** Begin Records provided **

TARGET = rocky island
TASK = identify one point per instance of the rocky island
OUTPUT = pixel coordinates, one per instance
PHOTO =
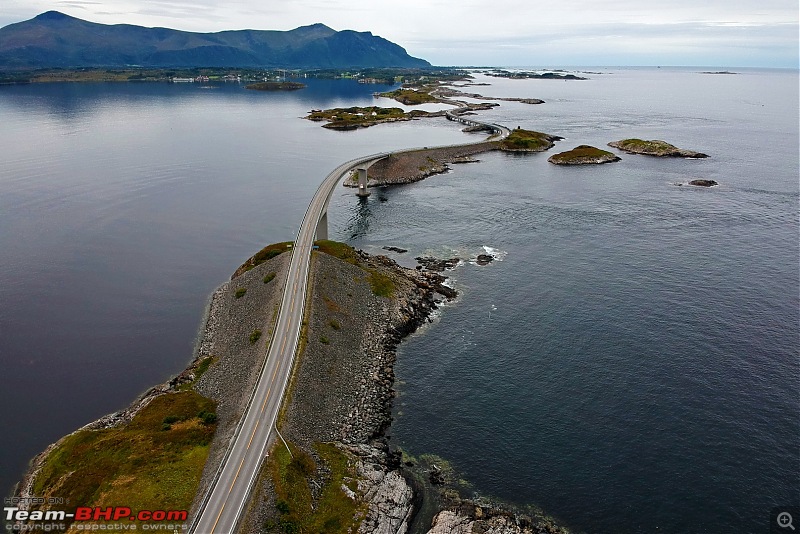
(703, 183)
(363, 117)
(528, 141)
(341, 475)
(654, 148)
(583, 155)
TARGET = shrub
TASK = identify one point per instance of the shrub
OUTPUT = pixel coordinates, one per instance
(208, 418)
(255, 335)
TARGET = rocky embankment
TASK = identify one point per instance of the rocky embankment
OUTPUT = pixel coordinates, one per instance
(342, 393)
(409, 167)
(230, 322)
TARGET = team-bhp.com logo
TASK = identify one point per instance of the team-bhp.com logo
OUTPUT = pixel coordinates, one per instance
(87, 518)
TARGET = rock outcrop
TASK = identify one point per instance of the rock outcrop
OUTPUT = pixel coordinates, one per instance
(583, 155)
(655, 147)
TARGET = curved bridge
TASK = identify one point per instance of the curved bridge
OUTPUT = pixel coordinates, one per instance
(225, 501)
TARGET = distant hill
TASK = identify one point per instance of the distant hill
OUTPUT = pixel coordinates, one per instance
(54, 39)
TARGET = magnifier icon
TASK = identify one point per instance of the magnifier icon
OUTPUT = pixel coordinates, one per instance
(785, 520)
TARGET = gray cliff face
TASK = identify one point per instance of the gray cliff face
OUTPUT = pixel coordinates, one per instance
(54, 39)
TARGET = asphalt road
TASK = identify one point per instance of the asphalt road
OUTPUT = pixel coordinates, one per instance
(223, 505)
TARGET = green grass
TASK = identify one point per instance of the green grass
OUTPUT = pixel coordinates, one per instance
(355, 116)
(142, 465)
(382, 285)
(265, 254)
(338, 250)
(332, 511)
(580, 153)
(410, 97)
(526, 140)
(255, 335)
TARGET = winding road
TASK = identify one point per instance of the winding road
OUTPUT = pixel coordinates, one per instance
(225, 501)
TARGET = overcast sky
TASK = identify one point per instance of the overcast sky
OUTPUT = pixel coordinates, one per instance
(735, 33)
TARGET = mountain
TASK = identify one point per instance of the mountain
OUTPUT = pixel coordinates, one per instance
(54, 39)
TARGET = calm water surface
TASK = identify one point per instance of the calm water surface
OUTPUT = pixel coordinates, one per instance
(631, 364)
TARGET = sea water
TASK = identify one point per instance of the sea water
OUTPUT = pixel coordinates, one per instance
(629, 362)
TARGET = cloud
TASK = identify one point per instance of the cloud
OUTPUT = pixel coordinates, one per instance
(507, 32)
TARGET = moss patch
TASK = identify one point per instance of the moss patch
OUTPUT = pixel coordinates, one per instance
(142, 465)
(266, 253)
(338, 250)
(310, 498)
(381, 284)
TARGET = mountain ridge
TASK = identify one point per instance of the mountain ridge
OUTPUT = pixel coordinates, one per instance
(55, 39)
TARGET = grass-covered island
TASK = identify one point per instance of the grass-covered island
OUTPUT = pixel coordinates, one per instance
(411, 97)
(655, 147)
(341, 476)
(276, 86)
(528, 141)
(363, 117)
(583, 155)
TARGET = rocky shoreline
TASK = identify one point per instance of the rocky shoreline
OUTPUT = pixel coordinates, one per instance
(351, 339)
(410, 167)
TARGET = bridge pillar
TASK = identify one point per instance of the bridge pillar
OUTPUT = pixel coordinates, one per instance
(362, 183)
(322, 227)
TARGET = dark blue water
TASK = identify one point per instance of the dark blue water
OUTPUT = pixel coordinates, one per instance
(631, 365)
(122, 207)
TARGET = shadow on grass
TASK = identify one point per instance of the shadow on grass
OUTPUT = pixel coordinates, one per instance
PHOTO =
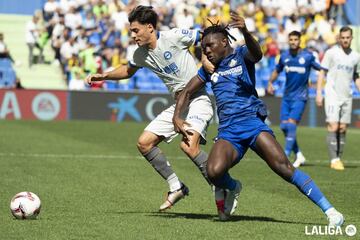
(323, 165)
(213, 217)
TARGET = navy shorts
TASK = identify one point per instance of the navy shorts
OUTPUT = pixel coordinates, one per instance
(292, 109)
(243, 134)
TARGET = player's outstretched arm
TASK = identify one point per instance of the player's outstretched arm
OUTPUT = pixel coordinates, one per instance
(208, 66)
(319, 86)
(273, 77)
(183, 101)
(255, 53)
(357, 83)
(122, 72)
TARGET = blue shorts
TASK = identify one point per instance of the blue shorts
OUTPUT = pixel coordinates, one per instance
(292, 109)
(243, 134)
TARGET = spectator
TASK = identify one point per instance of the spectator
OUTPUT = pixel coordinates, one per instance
(32, 36)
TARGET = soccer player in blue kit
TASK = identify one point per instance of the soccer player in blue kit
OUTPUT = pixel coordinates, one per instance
(241, 120)
(297, 64)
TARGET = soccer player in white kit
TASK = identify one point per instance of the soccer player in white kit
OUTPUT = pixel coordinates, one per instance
(167, 54)
(343, 66)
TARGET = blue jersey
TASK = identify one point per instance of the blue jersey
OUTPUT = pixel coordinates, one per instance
(297, 70)
(233, 84)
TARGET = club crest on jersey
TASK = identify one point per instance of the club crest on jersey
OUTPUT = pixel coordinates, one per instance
(214, 77)
(167, 55)
(301, 60)
(232, 63)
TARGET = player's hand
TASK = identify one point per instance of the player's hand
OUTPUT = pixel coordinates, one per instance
(94, 78)
(319, 100)
(237, 21)
(208, 66)
(179, 127)
(270, 89)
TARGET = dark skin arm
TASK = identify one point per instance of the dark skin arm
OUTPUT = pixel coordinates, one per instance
(255, 53)
(182, 102)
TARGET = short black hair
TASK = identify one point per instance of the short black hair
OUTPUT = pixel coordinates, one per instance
(345, 29)
(144, 15)
(295, 33)
(217, 28)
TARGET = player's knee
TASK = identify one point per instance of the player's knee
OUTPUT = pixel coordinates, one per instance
(214, 170)
(342, 128)
(190, 149)
(284, 167)
(143, 146)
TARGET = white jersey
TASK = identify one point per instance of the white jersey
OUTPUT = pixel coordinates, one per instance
(341, 68)
(171, 59)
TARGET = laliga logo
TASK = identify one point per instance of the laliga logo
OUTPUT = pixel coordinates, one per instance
(45, 106)
(350, 230)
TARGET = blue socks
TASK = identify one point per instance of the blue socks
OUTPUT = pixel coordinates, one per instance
(307, 186)
(290, 138)
(225, 182)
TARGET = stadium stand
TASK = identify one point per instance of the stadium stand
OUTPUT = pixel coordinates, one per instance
(88, 36)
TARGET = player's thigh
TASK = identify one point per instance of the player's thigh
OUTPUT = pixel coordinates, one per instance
(332, 110)
(222, 157)
(191, 145)
(200, 113)
(285, 110)
(296, 110)
(269, 149)
(345, 112)
(147, 140)
(163, 126)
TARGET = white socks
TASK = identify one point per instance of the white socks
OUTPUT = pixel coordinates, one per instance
(174, 183)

** End Records provided **

Problem to work on: Copy the entire listing above line for line without any changes, but leave out the pictures.

Exercise solution:
TARGET = rocky island
TASK = identify one point per instance of the rocky island
OUTPUT = pixel coordinates, one per instance
PHOTO =
(703, 183)
(363, 117)
(528, 141)
(341, 475)
(654, 148)
(583, 155)
TARGET = shrub
TASK = identify one point per instance of the shrub
OUTPUT = pixel coordinates, one per instance
(208, 418)
(255, 335)
TARGET = rocky embankment
TASK = identify one point per instance of the rocky embankment
OUTPUT = pixel coordinates, one per instance
(342, 393)
(409, 167)
(230, 322)
TARGET = team-bhp.com logo
TASK = identify one point per instance of the team-bhp.com logo
OUTPUT = pixel coordinates, one per instance
(87, 518)
TARGET = rock outcrop
TASK = identify one point per instance of the rock outcrop
OUTPUT = pixel coordinates, one per instance
(583, 155)
(655, 147)
TARGET = curved bridge
TASK = identify one point per instance of the curved bridge
OUTPUT = pixel coordinates, one per instance
(225, 501)
TARGET = distant hill
TASK = identify one point per instance of the distant hill
OUTPUT = pixel coordinates, one per instance
(54, 39)
TARGET = magnifier icon
TASK = identify one point per instance of the magnifier icon
OUTPUT = pixel coordinates, one per instance
(785, 520)
TARGET = gray cliff face
TASK = identify one point per instance of the gray cliff face
OUTPUT = pixel coordinates, one per instance
(54, 39)
TARGET = asphalt road
TASK = identify one point per instance of the asphalt road
OUTPUT = pixel coordinates, one per instance
(223, 505)
TARGET = green grass
TASK = identify one point per instance of the green grass
OUTPUT = pixel coordinates, one per instance
(355, 116)
(142, 465)
(382, 285)
(265, 254)
(338, 250)
(332, 511)
(580, 153)
(410, 97)
(526, 140)
(255, 335)
TARGET = winding road
TASK = identify one point per instance of the winding road
OUTPUT = pixel coordinates, one per instance
(225, 501)
TARGET = overcast sky
TASK = identify one point per instance of the overcast sky
OUTPUT = pixel coordinates, one per instance
(735, 33)
TARGET = mountain
TASK = identify one point per instance of the mountain
OUTPUT = pixel coordinates, one per instance
(54, 39)
TARGET = calm water surface
TASK = identify one point per instance of the calm water surface
OUTPUT = pixel coordinates, one per instance
(631, 364)
TARGET = sea water
TASK = identify one point per instance of the sea water
OUTPUT = pixel coordinates, one per instance
(629, 362)
TARGET = cloud
TASK = identify one point per instance of the cloud
OUTPUT = pixel coordinates, one per instance
(507, 32)
TARGET = moss patch
TASK = identify one point per instance of the moss patch
OUTPUT = pixel coordinates, one per instance
(142, 465)
(266, 253)
(338, 250)
(310, 498)
(381, 284)
TARGET = mountain ridge
TASK = identify one point per instance of the mountain ridge
OUTPUT = pixel coordinates, one per instance
(55, 39)
TARGET = grass-covered island
TASK = identify one point per instance of the grass-covered island
OUTPUT = pixel coordinates, one per instance
(411, 97)
(655, 147)
(341, 476)
(276, 86)
(528, 141)
(363, 117)
(583, 155)
TARGET = rocky shoreline
TASK = identify one point per instance of the rocky shoreline
OUTPUT = pixel coordinates, one per instance
(351, 339)
(410, 167)
TARGET = bridge pillar
TASK = identify one point per instance of the bridge pillar
OUTPUT = pixel coordinates, one per instance
(362, 183)
(322, 227)
TARGET = dark blue water
TASK = identify one point per instance of the dark blue water
OUTPUT = pixel coordinates, one per instance
(631, 365)
(122, 207)
TARGET = shadow on grass
TASK = identify one point per instance of the shadow on grass
OUTPUT = pixel coordinates, one per instance
PHOTO =
(323, 165)
(213, 217)
TARGET = navy shorts
TASK = identify one point per instance of the navy shorts
OUTPUT = pixel coordinates, one per instance
(292, 109)
(243, 134)
TARGET = player's outstretched arm
TASK = identify one point per instance of the player's outstretched arm
OUTPUT = pixel coordinates, one per instance
(208, 66)
(319, 86)
(273, 77)
(183, 101)
(255, 53)
(357, 83)
(122, 72)
TARGET = blue shorts
TASK = identify one point per instance of the blue shorts
OUTPUT = pixel coordinates, one per instance
(292, 109)
(243, 134)
TARGET = spectator
TASK = identify one point per instance of the spectator
OUTPUT = pixel coordinates, one per instance
(32, 36)
TARGET = soccer player in blue kit
TASK = identify one point per instance of the soccer player in blue kit
OUTPUT = pixel coordinates, one per instance
(241, 120)
(297, 64)
TARGET = soccer player in white kit
TASK = identify one point per instance of the soccer player in white kit
OUTPUT = pixel coordinates, one per instance
(167, 54)
(343, 66)
TARGET = blue jersey
TASK = identify one point per instance of the blue jersey
OUTPUT = pixel coordinates, one per instance
(297, 70)
(233, 84)
TARGET = club crest on jersey
TASK = identify one point per instance of the club crest on jersey
OUTPUT = pixel coordinates, one per instance
(214, 77)
(167, 55)
(301, 60)
(232, 63)
TARGET = player's hand
TASK = identify one point per instance of the player's hand
OUTPUT = pixel coordinates, one per instance
(94, 78)
(319, 100)
(237, 21)
(208, 66)
(179, 127)
(270, 89)
TARGET = dark skin arm
TASK = identify one point per instance of the dark skin arm
OUTPUT = pixel coordinates, one per instance
(255, 53)
(182, 102)
TARGET = short black hair
TASK = identify one point per instance of the short black hair
OUTPUT = pixel coordinates, one per instance
(345, 29)
(144, 15)
(295, 33)
(217, 28)
TARGET = player's knee
TASK = identify one point per instance of the player's knee
OUTPUT = pixel coordinates, one per instance
(214, 170)
(342, 128)
(190, 149)
(284, 167)
(143, 146)
TARGET = white jersey
TASK = identify one point per instance of the white jersey
OUTPUT = pixel coordinates, one per instance
(341, 68)
(171, 59)
TARGET = laliga logo
TASK = identify one point per instance of the laliga logo
OUTPUT = pixel coordinates, one per instance
(45, 106)
(350, 230)
TARGET = blue socks
TASK = identify one point per instance of the blue socks
OUTPUT = pixel coordinates, one per instance
(307, 186)
(290, 138)
(225, 182)
TARGET = stadium stand
TASK = identify one point per instance of the stadium stand
OUTPUT = pixel coordinates, one per instance
(88, 36)
TARGET = player's thigh
TASK = identify one point per instance of the player's thigh
OUTPUT = pixel coordinates, one per instance
(332, 110)
(222, 157)
(191, 145)
(200, 113)
(285, 110)
(296, 110)
(269, 149)
(345, 112)
(147, 140)
(163, 126)
TARGET = white socks
TASK = identify one point per instance of the white socks
OUTPUT = pixel coordinates, one per instance
(174, 183)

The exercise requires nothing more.